==== DATASET CONTENT

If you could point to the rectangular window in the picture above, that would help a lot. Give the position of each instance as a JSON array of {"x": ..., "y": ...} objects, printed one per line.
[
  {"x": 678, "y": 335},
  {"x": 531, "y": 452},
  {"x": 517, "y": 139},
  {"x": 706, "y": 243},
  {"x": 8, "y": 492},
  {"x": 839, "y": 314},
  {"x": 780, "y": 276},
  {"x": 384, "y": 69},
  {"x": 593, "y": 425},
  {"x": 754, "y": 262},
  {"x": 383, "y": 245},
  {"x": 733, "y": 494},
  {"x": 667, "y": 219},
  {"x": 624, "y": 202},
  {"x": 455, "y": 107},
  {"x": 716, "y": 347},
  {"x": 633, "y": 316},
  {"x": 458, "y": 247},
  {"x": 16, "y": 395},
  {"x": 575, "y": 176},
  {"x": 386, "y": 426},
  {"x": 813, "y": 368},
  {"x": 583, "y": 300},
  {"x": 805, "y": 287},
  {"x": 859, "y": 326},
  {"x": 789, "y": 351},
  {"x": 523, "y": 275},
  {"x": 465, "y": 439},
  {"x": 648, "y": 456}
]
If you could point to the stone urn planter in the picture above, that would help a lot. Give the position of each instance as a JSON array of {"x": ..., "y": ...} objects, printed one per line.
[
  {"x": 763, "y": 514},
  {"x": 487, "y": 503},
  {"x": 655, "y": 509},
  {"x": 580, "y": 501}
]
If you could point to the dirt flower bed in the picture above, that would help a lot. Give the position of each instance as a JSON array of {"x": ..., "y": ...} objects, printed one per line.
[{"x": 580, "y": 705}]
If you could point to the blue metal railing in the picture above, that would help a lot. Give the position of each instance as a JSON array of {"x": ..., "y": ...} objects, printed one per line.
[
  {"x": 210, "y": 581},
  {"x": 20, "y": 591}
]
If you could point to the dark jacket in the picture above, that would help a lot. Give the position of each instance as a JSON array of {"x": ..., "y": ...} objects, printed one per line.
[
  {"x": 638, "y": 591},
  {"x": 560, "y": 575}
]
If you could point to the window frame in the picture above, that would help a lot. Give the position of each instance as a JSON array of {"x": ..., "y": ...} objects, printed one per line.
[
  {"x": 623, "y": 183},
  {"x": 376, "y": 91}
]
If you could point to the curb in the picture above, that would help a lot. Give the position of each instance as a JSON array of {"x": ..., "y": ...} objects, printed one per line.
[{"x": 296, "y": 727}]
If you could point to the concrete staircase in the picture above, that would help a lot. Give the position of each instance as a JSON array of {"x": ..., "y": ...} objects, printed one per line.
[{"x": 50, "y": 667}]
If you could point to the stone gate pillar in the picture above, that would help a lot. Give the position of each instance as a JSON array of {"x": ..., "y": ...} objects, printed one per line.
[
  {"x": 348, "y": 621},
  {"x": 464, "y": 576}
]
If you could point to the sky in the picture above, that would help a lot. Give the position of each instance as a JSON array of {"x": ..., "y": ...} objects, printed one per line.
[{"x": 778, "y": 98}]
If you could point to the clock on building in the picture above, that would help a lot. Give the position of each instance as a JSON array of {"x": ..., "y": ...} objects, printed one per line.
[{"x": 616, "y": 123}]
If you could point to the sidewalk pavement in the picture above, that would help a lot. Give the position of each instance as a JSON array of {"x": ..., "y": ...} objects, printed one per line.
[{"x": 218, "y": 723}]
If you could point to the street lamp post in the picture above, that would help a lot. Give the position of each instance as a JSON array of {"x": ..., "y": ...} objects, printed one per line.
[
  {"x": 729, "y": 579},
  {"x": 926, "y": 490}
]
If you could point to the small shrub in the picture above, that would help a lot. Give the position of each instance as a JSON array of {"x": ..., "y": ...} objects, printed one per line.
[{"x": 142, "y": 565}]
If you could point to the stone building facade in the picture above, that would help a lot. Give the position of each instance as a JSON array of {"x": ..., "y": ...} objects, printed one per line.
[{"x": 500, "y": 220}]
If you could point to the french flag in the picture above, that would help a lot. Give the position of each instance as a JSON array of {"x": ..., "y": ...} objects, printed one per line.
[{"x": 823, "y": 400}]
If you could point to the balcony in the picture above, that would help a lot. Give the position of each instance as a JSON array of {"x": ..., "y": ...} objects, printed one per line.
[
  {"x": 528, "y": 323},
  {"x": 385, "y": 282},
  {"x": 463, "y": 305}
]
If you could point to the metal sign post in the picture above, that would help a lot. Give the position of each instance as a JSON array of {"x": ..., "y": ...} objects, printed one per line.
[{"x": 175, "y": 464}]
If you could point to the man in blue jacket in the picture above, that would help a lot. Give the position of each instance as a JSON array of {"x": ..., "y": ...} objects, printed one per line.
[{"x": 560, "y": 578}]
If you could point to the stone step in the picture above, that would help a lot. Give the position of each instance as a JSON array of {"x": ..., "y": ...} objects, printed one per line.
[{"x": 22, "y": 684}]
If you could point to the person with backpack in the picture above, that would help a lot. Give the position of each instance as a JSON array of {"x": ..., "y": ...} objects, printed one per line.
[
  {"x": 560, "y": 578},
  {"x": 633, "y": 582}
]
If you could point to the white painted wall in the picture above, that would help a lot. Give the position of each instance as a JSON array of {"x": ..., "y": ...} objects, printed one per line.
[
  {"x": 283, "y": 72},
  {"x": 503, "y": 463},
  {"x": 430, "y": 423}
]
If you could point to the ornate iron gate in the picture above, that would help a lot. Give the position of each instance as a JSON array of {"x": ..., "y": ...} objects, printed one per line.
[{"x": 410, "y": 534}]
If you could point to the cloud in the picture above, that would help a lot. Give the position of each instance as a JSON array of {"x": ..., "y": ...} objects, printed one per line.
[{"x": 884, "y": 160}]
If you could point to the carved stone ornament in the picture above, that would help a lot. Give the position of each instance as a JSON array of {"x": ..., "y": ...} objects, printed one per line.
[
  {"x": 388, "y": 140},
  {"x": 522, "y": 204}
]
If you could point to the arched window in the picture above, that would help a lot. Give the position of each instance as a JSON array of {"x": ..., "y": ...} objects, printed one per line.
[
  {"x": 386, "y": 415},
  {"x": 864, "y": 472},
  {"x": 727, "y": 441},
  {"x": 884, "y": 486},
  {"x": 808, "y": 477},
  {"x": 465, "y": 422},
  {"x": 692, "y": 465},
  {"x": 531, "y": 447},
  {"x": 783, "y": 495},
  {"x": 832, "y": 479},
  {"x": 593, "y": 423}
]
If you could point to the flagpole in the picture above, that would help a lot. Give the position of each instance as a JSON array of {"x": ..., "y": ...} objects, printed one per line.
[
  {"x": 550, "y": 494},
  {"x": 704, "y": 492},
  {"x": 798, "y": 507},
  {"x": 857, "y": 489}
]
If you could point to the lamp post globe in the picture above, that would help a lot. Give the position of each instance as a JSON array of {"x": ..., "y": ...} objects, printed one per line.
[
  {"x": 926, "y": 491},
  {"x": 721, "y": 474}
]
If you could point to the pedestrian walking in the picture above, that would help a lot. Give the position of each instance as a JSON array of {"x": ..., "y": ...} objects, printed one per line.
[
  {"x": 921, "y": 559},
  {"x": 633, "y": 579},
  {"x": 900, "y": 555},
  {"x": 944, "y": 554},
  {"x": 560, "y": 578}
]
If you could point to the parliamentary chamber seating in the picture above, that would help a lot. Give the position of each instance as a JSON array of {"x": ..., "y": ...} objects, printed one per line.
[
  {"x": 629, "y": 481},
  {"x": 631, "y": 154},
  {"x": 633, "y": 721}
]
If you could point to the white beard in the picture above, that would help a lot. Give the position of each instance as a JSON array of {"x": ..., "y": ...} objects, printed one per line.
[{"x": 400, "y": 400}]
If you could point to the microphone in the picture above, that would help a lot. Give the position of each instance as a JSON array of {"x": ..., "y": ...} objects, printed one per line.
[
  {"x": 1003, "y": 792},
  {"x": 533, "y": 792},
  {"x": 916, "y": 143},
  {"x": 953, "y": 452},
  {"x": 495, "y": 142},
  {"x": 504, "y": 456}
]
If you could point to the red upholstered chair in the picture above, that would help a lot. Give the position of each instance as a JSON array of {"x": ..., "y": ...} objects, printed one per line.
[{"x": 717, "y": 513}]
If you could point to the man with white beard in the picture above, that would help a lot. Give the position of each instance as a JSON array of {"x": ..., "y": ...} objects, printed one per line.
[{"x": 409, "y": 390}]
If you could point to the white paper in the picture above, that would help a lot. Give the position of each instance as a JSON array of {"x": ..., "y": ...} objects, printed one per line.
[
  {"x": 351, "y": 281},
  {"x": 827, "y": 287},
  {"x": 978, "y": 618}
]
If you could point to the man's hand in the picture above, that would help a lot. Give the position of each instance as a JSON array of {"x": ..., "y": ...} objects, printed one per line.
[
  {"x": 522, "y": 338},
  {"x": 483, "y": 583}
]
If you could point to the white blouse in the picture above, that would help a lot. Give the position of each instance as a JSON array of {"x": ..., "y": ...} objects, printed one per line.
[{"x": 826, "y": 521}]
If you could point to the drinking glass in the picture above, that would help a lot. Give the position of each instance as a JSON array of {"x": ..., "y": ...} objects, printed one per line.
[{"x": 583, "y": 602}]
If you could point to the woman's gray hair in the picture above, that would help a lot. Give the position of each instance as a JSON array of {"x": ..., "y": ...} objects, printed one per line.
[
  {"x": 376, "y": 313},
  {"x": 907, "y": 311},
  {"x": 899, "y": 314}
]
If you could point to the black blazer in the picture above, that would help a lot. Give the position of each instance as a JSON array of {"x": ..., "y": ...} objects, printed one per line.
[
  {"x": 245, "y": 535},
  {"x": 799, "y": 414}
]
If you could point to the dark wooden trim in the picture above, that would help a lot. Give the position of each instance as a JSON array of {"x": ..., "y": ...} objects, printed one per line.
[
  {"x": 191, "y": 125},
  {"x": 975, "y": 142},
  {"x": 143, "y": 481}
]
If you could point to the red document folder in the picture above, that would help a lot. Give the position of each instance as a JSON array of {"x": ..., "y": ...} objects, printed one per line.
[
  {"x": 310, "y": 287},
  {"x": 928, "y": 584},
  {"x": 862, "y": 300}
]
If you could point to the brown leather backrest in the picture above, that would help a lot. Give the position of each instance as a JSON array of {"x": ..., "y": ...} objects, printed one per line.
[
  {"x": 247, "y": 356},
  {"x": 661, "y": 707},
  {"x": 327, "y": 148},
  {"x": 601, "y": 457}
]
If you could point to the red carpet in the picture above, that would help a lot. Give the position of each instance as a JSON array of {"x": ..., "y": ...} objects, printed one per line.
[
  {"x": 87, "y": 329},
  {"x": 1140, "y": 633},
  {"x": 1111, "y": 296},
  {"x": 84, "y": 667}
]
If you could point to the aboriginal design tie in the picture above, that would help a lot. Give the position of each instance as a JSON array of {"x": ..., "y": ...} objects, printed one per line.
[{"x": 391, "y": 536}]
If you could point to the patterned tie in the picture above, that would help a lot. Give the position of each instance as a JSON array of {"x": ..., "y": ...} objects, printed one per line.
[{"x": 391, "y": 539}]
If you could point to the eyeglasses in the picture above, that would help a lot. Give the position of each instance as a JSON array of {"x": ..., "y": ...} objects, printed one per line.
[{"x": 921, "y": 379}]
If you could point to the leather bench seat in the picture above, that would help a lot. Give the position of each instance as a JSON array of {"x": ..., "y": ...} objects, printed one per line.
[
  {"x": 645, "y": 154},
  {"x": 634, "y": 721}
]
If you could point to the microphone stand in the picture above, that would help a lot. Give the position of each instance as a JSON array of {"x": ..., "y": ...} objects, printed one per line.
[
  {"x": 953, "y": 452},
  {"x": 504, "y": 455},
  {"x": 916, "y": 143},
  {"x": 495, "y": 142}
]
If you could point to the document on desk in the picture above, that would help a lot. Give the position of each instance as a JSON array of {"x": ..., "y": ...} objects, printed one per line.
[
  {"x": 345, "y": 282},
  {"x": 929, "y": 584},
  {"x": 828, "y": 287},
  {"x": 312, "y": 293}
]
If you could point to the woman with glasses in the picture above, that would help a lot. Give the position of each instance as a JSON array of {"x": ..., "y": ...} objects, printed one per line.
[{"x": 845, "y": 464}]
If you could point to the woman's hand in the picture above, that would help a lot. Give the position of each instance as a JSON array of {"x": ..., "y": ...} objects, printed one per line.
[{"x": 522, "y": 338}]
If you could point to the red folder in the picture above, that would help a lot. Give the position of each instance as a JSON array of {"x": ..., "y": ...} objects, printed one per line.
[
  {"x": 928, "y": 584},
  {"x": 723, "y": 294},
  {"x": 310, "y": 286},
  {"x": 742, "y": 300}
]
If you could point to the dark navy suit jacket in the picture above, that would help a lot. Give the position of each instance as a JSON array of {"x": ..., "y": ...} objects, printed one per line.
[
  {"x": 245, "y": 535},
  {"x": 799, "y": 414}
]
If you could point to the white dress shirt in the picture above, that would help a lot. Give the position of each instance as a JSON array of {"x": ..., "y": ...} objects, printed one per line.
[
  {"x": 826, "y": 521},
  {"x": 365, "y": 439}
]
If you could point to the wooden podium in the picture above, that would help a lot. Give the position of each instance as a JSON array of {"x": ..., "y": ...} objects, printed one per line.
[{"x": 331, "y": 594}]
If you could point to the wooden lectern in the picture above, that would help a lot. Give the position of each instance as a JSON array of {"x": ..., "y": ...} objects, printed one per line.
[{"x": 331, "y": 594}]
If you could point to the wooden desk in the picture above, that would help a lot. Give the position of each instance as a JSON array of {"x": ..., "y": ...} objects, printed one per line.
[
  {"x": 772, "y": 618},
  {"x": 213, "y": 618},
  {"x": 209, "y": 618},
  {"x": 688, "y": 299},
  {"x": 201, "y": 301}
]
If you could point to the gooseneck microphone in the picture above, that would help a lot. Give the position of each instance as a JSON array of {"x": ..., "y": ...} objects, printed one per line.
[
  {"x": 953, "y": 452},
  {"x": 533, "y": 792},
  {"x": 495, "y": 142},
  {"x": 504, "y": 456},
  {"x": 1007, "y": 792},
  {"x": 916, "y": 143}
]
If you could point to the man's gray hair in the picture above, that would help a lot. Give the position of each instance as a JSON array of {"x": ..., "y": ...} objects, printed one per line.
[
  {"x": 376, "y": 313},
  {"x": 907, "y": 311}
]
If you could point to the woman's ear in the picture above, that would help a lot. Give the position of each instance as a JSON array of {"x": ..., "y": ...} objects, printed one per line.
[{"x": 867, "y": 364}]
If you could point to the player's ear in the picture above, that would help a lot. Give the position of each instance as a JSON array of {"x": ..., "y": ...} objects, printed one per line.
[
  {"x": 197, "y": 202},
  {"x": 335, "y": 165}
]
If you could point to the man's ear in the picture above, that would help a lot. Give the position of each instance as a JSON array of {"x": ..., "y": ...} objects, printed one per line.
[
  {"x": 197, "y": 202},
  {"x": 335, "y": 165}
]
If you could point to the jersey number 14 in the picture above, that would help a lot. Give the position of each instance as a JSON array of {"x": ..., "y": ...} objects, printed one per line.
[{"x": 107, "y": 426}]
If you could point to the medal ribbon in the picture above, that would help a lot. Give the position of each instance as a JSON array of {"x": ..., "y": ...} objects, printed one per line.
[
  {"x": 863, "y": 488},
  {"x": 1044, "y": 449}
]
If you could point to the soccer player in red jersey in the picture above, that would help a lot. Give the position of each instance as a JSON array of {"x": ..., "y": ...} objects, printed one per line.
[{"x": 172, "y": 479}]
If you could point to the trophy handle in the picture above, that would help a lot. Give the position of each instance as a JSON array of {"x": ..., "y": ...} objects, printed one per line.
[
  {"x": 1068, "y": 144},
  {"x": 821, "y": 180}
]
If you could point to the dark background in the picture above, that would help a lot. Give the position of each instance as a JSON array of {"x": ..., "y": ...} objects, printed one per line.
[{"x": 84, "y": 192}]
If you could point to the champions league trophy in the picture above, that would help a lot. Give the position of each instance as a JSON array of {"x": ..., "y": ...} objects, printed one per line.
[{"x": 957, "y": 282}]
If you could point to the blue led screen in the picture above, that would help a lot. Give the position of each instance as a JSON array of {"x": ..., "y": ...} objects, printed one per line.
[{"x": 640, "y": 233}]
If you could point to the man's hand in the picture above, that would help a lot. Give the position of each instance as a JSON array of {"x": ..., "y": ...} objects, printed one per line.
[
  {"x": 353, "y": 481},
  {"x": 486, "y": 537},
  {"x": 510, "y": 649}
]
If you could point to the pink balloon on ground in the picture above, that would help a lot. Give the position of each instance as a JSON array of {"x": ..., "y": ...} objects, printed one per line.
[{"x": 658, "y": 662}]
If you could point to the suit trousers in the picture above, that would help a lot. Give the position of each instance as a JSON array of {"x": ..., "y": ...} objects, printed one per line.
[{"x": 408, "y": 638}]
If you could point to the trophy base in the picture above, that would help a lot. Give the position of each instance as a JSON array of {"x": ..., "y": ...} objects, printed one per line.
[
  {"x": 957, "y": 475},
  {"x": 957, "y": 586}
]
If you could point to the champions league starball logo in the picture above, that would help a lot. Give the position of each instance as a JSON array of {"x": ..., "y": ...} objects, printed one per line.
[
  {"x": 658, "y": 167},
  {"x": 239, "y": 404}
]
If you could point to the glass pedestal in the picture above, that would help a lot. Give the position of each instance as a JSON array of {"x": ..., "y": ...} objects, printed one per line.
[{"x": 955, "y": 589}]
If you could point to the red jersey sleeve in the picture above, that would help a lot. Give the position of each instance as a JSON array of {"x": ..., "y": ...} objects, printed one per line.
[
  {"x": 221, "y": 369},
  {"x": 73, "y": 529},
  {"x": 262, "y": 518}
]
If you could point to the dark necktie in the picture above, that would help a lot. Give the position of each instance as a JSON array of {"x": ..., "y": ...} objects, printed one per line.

========

REQUIREMENTS:
Copy the records word for word, from the line with "If you could point to the glass" up to and including the final line of the records.

TASK SOLUTION:
If you could point to the glass pedestal in the picture above, that would help a lot. Give the position of each instance as a JSON array of {"x": ..., "y": ...} objects, printed one per line.
[{"x": 955, "y": 589}]
If you could point to the red jersey sleeve in the picture above, that would help a lot. Give the position of each instance as a JSON array of {"x": ..., "y": ...} objects, printed one per line.
[
  {"x": 221, "y": 369},
  {"x": 73, "y": 529},
  {"x": 262, "y": 518}
]
If you could point to the dark necktie in the picture above, that would help a lot. Give the position of each instance as a JSON array of {"x": ..., "y": ...} objects, printed one per line.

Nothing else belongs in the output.